Stated problem 1
Return the part of the passage on numerical control starting with "Even before the" and going on through "quality of production.", copied word for word.
Stated problem 2
In the passage on numerical control, to what tolerance could Parsons's system produce parts?
Stated problem 3
Write what comes next in the passage on numerical control, picking up after its final sentence.

Source text

+--

Even before the newly created Air Force began asking for more precisely machined aircraft parts, there had been attempts to automate certain machining processes. In general, these involved analog methods—a machinist might make a wooden model or template of the item he was to produce, and then use that template as a guide for his cutting tool while shaping the finished metal product. Noble says that these innovations were typically introduced by machinists themselves, who remained in control of the pace and quality of production.
But there had been other early approaches to automation, which reflected a desire for more precise results that digital, rather than analog, control might bring. A roll of player-piano music, in which each punched hole corresponds to exactly one note, is an example of digital control; so was the Jacquard automatic loom, introduced in the early nineteenth century to replace the artisans who had drawn different threads through a loom to produce finely patterned fabrics.
John Parsons, owner of a small business in Michigan that was the nation’s leading producer of helicopter rotor blades, decided during the 1940s to experiment with numerical control of machine tools. (“Numerical control,” abbreviated N/C, became the term for automated systems that were run by digitized control programs, ranging from the earliest punched paper tapes to today’s microcomputers.) As the specifications for military rotor blades grew more stringent, Parsons became increasingly concerned that his standard machining practices, which relied on templates and manual measurements, would not suffice.
In cooperation with the engineers and machinists in his shops, Parsons devised a new scheme for automatically controlling his cutting tools. Working from the blueprints for a rotor blade or other highprecision part, he specified the hundreds of closely spaced points that together would approximate the smooth curve of the contoured surface. He then recorded the location of each point (specified by Cartesian x- and y-coordinates) on a stack of punched cards and fed the cards into an automatic card reader. This, in turn, instructed the cutting tool to move from point to point.
Parsons’s system seemed to be an immediate success. It could produce parts to a tolerance of ±.001 inch, nine times better than the previous standard. The Air Force signed a contract for further development, and Parsons discussed a joint venture with Thomas Watson of IBM. The virtue of Parsons’s system, Noble suggests, was that it grew from an appreciation of the complications and realities of the shop floor:
For all his high-powered salesmanship, [Parsons] was motivated primarily by concrete problems in manufacturing and his sights remained fixed, not on military requirements alone or on technological advance for its own sake, but upon the real, changing, needs of industry.

+--

(Entries from a point annotation set)
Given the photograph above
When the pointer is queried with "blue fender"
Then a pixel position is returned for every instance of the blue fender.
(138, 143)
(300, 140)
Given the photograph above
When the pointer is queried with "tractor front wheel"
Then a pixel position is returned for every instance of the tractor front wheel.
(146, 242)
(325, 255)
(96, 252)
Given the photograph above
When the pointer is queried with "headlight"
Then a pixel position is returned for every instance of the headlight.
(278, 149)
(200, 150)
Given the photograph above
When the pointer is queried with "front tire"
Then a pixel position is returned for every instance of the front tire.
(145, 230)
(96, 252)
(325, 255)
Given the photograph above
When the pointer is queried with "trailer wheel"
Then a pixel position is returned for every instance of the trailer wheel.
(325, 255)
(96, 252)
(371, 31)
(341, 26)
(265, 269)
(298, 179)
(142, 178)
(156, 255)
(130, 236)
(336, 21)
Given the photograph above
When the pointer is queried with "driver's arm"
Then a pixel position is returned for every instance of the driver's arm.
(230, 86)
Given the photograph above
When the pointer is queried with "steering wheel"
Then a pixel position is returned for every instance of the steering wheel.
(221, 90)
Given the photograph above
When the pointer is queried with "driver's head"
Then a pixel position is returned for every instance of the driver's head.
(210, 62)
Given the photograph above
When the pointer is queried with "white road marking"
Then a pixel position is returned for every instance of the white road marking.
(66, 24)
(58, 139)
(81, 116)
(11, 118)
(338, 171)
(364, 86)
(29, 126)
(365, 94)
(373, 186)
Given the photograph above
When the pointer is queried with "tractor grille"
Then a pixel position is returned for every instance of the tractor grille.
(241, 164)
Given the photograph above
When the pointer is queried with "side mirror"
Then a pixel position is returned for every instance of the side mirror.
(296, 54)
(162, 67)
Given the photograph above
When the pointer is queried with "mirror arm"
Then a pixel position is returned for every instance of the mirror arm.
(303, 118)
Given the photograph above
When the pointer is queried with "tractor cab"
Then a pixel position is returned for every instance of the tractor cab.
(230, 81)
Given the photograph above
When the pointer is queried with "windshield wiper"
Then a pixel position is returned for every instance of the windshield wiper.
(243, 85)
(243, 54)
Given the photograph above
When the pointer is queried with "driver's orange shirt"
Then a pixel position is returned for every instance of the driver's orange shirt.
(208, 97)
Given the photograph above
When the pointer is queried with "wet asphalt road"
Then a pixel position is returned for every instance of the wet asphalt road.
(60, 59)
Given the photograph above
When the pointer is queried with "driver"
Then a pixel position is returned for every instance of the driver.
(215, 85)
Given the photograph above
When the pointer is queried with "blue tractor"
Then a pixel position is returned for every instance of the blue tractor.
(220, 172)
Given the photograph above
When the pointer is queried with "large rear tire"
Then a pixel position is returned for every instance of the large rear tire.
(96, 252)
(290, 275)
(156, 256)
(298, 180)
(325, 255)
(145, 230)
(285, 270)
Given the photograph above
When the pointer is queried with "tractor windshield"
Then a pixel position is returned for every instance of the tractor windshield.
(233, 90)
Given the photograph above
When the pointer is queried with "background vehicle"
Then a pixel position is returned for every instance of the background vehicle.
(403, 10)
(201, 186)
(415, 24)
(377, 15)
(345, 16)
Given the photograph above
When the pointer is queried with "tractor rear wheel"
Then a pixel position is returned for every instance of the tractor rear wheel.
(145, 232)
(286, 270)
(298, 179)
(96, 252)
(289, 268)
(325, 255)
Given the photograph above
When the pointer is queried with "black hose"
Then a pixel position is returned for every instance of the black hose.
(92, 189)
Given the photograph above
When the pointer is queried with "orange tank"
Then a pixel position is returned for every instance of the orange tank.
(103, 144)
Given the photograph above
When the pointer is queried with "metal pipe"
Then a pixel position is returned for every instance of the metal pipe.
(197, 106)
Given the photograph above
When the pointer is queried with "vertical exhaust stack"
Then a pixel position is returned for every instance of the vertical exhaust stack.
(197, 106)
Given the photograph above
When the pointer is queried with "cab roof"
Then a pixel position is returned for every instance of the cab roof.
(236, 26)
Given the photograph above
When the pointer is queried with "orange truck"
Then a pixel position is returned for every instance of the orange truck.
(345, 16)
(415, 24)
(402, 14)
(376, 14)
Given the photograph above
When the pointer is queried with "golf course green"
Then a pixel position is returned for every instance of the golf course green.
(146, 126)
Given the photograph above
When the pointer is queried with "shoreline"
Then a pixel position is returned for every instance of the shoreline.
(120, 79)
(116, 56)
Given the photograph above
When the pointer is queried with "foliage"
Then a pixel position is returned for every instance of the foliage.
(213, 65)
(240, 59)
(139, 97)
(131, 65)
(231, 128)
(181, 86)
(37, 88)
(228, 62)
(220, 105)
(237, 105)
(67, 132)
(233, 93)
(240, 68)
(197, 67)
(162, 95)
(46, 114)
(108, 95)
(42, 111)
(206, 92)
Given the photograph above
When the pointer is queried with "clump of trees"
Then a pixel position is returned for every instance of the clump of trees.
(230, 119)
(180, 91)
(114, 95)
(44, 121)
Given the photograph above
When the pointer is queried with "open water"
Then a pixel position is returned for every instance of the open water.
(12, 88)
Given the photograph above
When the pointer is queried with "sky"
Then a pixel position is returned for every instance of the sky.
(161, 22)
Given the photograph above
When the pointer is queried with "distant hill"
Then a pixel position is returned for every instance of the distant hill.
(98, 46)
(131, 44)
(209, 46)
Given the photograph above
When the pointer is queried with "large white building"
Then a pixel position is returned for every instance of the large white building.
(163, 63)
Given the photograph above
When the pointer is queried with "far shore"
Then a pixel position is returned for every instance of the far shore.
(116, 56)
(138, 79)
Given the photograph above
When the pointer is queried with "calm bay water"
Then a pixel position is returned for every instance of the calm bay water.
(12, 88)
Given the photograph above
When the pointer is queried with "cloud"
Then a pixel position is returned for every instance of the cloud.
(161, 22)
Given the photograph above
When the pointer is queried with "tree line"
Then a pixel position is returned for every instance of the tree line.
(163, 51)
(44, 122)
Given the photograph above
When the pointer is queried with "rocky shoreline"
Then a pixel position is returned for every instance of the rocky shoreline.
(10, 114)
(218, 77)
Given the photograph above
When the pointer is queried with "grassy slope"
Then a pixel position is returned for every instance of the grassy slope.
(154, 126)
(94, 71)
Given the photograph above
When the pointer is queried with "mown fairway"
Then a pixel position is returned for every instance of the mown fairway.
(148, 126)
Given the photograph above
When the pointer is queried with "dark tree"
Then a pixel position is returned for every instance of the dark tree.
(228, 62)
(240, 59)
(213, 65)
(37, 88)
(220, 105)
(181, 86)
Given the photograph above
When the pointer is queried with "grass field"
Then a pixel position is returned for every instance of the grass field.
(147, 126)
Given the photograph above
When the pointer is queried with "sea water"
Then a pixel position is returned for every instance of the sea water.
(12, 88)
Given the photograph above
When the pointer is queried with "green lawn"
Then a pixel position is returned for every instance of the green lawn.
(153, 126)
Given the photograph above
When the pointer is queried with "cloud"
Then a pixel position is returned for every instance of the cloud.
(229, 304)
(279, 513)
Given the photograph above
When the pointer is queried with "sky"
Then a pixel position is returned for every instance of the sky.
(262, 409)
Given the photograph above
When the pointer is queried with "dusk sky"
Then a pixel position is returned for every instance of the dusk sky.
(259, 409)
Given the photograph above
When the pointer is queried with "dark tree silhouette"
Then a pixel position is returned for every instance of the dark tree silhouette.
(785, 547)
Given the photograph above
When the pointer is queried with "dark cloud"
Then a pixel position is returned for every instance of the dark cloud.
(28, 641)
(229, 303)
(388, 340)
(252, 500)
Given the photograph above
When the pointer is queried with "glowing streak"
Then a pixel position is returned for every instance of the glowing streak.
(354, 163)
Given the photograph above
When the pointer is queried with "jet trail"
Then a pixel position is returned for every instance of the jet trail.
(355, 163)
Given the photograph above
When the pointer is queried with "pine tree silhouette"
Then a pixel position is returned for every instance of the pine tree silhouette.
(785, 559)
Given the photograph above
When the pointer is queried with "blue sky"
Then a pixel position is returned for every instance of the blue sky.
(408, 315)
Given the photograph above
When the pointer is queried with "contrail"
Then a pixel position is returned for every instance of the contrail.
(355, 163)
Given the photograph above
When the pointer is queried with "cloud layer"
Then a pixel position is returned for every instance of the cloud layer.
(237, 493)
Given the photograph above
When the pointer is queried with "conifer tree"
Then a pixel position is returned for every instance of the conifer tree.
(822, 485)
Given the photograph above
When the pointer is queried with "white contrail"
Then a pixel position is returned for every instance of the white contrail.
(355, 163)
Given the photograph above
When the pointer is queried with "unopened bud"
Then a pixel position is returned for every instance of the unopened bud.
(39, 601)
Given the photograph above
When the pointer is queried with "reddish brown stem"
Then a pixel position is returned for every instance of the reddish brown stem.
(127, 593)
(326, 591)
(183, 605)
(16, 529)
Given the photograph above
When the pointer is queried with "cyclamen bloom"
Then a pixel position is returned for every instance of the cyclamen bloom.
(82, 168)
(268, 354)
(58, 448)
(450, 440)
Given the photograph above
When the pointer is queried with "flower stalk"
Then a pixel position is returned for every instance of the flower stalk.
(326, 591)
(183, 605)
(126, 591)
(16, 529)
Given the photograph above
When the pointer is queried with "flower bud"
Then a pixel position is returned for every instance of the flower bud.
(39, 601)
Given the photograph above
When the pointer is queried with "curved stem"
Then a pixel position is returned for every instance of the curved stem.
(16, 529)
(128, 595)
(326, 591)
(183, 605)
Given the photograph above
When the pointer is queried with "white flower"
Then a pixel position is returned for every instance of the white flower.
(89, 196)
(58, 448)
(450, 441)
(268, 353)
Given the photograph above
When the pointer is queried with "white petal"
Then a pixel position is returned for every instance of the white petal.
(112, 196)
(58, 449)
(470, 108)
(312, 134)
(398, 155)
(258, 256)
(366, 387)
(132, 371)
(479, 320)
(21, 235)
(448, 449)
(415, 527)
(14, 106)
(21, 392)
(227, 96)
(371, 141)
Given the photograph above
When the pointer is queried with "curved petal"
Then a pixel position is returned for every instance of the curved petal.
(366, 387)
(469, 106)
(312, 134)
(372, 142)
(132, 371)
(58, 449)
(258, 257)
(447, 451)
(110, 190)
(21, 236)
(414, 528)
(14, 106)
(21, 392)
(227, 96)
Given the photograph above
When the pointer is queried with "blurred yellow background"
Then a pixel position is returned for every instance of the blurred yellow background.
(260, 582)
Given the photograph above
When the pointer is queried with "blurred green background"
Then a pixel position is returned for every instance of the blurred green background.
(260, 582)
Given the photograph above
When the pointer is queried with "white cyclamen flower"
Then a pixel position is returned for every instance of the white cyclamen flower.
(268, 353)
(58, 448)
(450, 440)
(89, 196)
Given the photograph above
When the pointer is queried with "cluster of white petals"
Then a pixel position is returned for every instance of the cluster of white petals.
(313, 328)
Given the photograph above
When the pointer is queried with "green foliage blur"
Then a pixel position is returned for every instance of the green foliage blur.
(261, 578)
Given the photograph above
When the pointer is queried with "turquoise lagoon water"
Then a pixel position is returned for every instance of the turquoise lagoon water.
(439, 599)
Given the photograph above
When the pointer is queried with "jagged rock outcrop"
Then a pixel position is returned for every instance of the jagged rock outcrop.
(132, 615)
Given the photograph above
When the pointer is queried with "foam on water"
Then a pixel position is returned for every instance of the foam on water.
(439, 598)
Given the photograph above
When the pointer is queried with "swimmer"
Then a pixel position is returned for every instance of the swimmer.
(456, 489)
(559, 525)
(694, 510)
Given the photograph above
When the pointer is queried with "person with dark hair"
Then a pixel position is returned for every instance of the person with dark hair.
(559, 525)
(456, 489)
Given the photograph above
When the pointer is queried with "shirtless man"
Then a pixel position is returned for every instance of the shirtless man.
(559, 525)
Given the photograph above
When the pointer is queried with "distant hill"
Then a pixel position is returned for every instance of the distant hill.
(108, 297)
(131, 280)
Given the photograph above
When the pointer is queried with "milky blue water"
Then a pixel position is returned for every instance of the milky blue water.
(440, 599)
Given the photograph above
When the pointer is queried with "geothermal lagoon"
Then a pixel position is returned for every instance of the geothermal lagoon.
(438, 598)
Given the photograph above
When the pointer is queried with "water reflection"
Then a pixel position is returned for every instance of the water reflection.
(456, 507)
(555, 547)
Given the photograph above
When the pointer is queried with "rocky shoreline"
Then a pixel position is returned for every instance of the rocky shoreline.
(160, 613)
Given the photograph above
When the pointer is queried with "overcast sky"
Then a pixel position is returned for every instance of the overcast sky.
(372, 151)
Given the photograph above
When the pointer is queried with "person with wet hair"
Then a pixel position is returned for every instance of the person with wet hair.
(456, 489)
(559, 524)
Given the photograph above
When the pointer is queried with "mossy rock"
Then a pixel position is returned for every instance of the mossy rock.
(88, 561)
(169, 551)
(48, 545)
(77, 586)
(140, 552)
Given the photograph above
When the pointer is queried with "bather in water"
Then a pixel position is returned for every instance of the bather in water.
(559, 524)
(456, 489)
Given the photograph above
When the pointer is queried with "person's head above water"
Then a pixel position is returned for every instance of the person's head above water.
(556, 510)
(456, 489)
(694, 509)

+--

Final answer 1
Even before the newly created Air Force began asking for more precisely machined aircraft parts, there had been attempts to automate certain machining processes. In general, these involved analog methods—a machinist might make a wooden model or template of the item he was to produce, and then use that template as a guide for his cutting tool while shaping the finished metal product. Noble says that these innovations were typically introduced by machinists themselves, who remained in control of the pace and quality of production.

Final answer 2
±.001 inch

Final answer 3
Parsons enjoyed this initial victory in the late 1940s. From that point on, the irrepressible Parsons pops up in Noble’s story again and again, but his position becomes increasingly pathetic. Though a born tinkerer and promoter, he never made it big with his inventions. The reason, according to Noble, was that his ties to the shop floor placed him on the wrong side of military–industrial history.
The winning side of history was exemplified by Parsons’s chief competitors, the engineers at MIT. During the war, MIT contributed much to the military, and it received much in return. Its entrepreneurial engineers were just learning to look to the government for support. In the development of numerically controlled machine tools, the scientists saw a perfect opportunity for collaboration with the state.
To the military, collaboration with the scientific establishment was essential if the ever-higher performance standards it set in the late Forties and early Fifties were to be met. As its weapons grew more complex, so did the required manufacturing techniques. Instead of machines automatically controlled in three axes of motion, it now was asking for five-axis control.3 The MIT scientists, for their part, were seeking a mission and a sponsor for their “Whirlwind” project, an extremely costly and ambitious computer center. Whirlwind had originally been commissioned by the Office of Naval Research, but by the late Forties naval officials were denouncing it as “grossly over-complicated technically” and “notable for the lavishness of its staff and building,” and were preparing to cancel their contracts.
The Parsons numerical-control project, in which MIT was supposed to be a minor technical collaborator, held out new hope for Whirlwind. If the military’s design specifications became sufficiently recondite and mathematical, then a powerful computer, like Whirlwind, would become indispensable. There would be no other way to work out the control programs. Whereas Parsons, Noble says, “was primarily concerned about efficient and economical production and was seeking technical solutions to practical metal-working problems created by new aircraft design,” the MIT scientists
were concerned about furthering their research, advancing their professional careers as technical frontrunners, and in particular, developing the state of the art in the design and application of computer-based electronic control systems.
It was no contest. The Whirlwind team, notably Jay W. Forrester (who became more widely known twenty years later for producing the computer projections in the Club of Rome’s “Limits to Growth” report), quickly bested Parsons at every aspect of the government contracting game. Whirlwind grew in complexity and ability; Parsons bounced from one short-term project to another. Several of the MIT scientists formed a spinoff company, called Ultrasonic, to commercialize the innovations that Parsons had pioneered and the government had paid for. By the time Scientific American published a special issue on automatic control in 1952, Ultrasonic had moved far enough ahead with its plans to run its full-page ad opposite the table of contents. As Noble dryly notes, John Parsons’s name did not even appear in the issue.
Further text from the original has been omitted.